A handheld device placed gently on a premature infant's belly could revolutionize how doctors catch one of the most feared diagnoses in neonatal intensive care units. Broadband optical spectroscopy, or BOS, detects necrotizing enterocolitis (NEC)—a devastating intestinal disease—in its earliest, most treatable stages, before X-rays can see any damage at all. According to a first-in-human study from Ann & Robert H. Lurie Children's Hospital of Chicago published in the Journal of Pediatric Surgery, this noninvasive technology accomplishes in two minutes what doctors have been searching for for decades.

NEC strikes premature infants suddenly and progresses with terrifying speed. In early stages, antibiotics can stop it. But once the disease advances, surgery becomes necessary, and the risks multiply—complications and death loom large. Yet until now, no reliable tool existed to catch NEC before it reached that dangerous threshold. The stakes could not be higher for these fragile babies.

Researchers tested BOS on 96 premature infants younger than 36 weeks' gestation at Lurie Children's, working without radiation or pain. The device measures infrared light reflecting off the intestines, detecting color changes that surgeons recognize as signs of threatened tissue. Senior author Seth Goldstein, MD, MPhil, a pediatric general and thoracic surgeon at Lurie Children's and associate professor of surgery at Northwestern University Feinberg School of Medicine, led the work alongside research fellow Ashley Dodd, MD, and biomedical engineer Vadim Backman's lab at Northwestern.

The team had already proven BOS worked in a mouse model. This human pilot study showed the technology is safe and feasible—and produced detectable signal changes in infants with NEC. "Our results show that BOS is a safe and feasible technology that produced detectable signal changes in premature infants with NEC," Goldstein said. The device's speed and simplicity matter enormously. At the bedside, without subjecting babies to any radiation or discomfort, doctors can screen for early disease within minutes. That window of early detection could mean the difference between antibiotics and surgery, between recovery and devastating complications.

The implications ripple far beyond one hospital. NEC affects roughly one in 1,000 premature infants born in the United States, making it one of the most common surgical emergencies in neonatal care. Every premature infant admitted to an NICU faces some risk. For decades, clinicians have wanted better tools to identify those at highest risk before irreversible damage occurs. Goldstein emphasized the clinical hunger for this innovation: "NEC is one of the most feared diagnoses in any neonatal intensive care unit, and the field has been searching for an early detection tool for decades."

What comes next is carefully designed research. Goldstein and his colleagues hope additional studies will confirm that BOS can reliably screen for early stages of NEC in larger patient populations. If those studies succeed, this handheld device could become standard of care in neonatal units worldwide—catching disease early, preserving health, and giving premature infants a better chance at thriving. For families of premature babies, and for the neonatologists who care for them, that possibility feels genuinely hopeful.

_Data_.
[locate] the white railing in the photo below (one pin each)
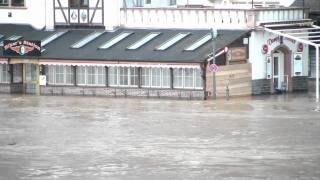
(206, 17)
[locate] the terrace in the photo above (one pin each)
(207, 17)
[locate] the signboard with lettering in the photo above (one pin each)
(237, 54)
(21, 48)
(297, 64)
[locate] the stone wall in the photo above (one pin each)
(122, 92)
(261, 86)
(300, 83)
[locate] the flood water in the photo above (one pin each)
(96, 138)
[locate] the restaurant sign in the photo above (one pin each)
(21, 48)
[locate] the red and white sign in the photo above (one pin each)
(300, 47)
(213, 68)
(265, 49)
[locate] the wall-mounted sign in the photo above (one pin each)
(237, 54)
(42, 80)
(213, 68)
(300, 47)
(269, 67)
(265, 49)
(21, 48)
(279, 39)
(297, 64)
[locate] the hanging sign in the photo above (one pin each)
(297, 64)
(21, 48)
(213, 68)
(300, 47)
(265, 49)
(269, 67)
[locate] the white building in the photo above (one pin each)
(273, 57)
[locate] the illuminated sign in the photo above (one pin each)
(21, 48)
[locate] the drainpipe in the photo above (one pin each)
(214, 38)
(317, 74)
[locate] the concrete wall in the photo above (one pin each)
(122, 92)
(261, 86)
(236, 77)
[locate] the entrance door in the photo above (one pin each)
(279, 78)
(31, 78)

...

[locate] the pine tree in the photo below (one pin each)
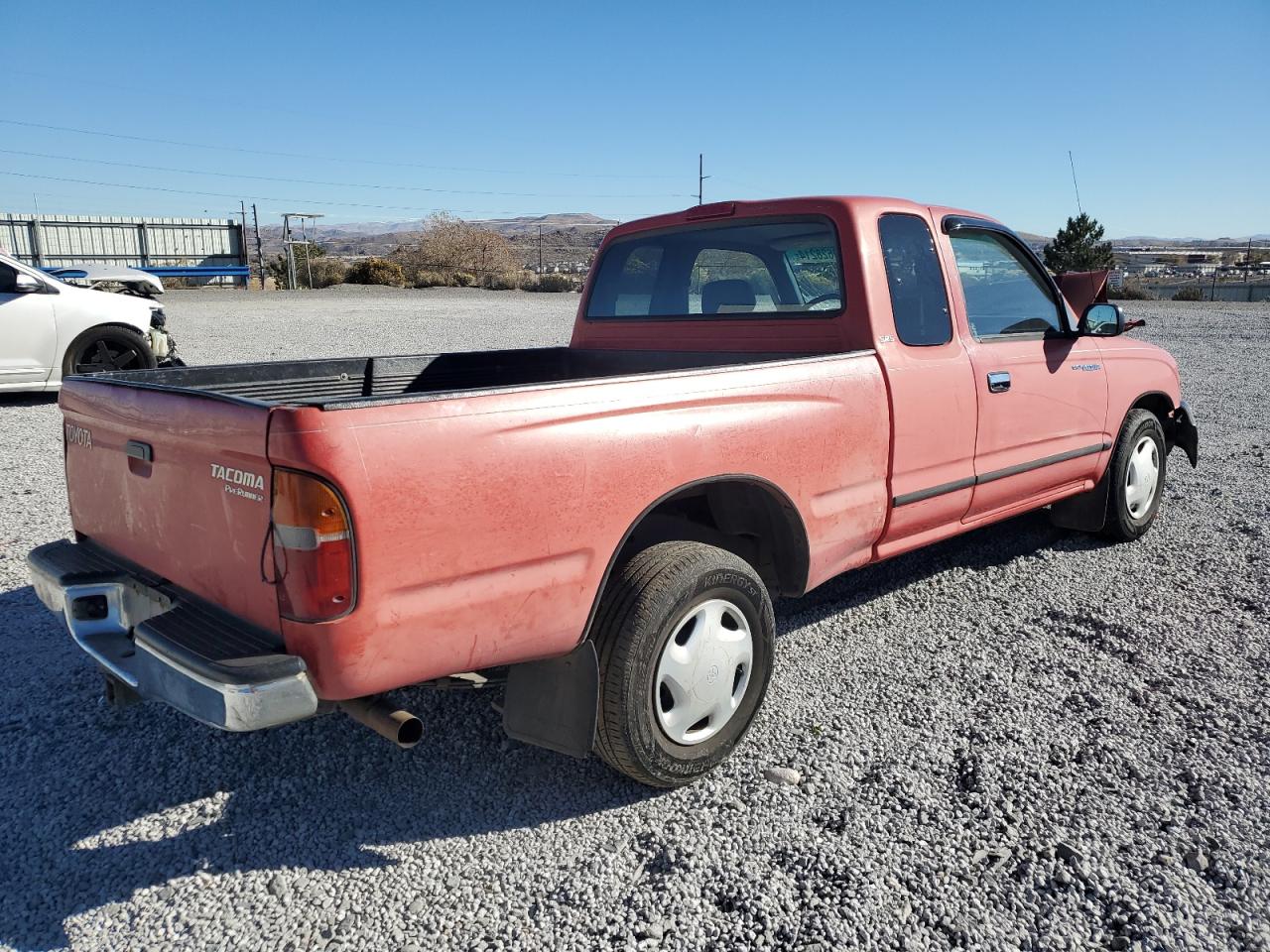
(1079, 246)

_Check your understanding_.
a. Decide whether each statement below agrees with the article on early NEC detection. For each, answer yes or no and quote the exact words of the article that decide it.
(i) The study tested BOS on 96 premature infants younger than 36 weeks' gestation.
(ii) Before the human study, BOS was shown to work in a rabbit model.
(iii) The study appeared in the Journal of Pediatric Surgery.
b. Rewrite the part of the article on early NEC detection that opens with the words containing "NEC strikes premature" and closes with "these fragile babies.", switching "premature infants" to "preterm newborns".

_Answers for this exercise_.
a.
(i) Yes: "Researchers tested BOS on 96 premature infants younger than 36 weeks' gestation"
(ii) No: "The team had already proven BOS worked in a mouse model."
(iii) Yes: "published in the Journal of Pediatric Surgery"

b.
NEC strikes preterm newborns suddenly and progresses with terrifying speed. In early stages, antibiotics can stop it. But once the disease advances, surgery becomes necessary, and the risks multiply—complications and death loom large. Yet until now, no reliable tool existed to catch NEC before it reached that dangerous threshold. The stakes could not be higher for these fragile babies.